* How to complete this task: Every entry is to be transcribed as it stands. Images stay out.

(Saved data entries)

══════════

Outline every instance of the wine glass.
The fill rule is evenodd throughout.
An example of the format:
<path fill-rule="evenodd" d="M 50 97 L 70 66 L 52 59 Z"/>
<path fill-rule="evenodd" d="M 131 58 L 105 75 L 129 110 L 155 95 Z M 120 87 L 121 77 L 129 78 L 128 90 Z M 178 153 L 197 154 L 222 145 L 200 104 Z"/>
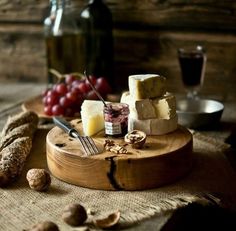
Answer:
<path fill-rule="evenodd" d="M 182 73 L 182 81 L 187 91 L 187 99 L 199 99 L 200 90 L 205 75 L 206 51 L 200 46 L 179 48 L 179 64 Z"/>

══════════

* Reply to the task:
Outline every instance of the wine glass.
The fill rule is evenodd throughout.
An example of the format:
<path fill-rule="evenodd" d="M 50 97 L 70 66 L 52 59 Z"/>
<path fill-rule="evenodd" d="M 131 58 L 105 75 L 129 110 L 155 95 Z M 120 87 L 121 77 L 129 78 L 128 90 Z M 178 153 L 197 154 L 222 145 L 200 104 Z"/>
Answer:
<path fill-rule="evenodd" d="M 182 73 L 182 81 L 187 91 L 187 99 L 199 99 L 200 90 L 205 75 L 206 51 L 200 46 L 179 48 L 179 64 Z"/>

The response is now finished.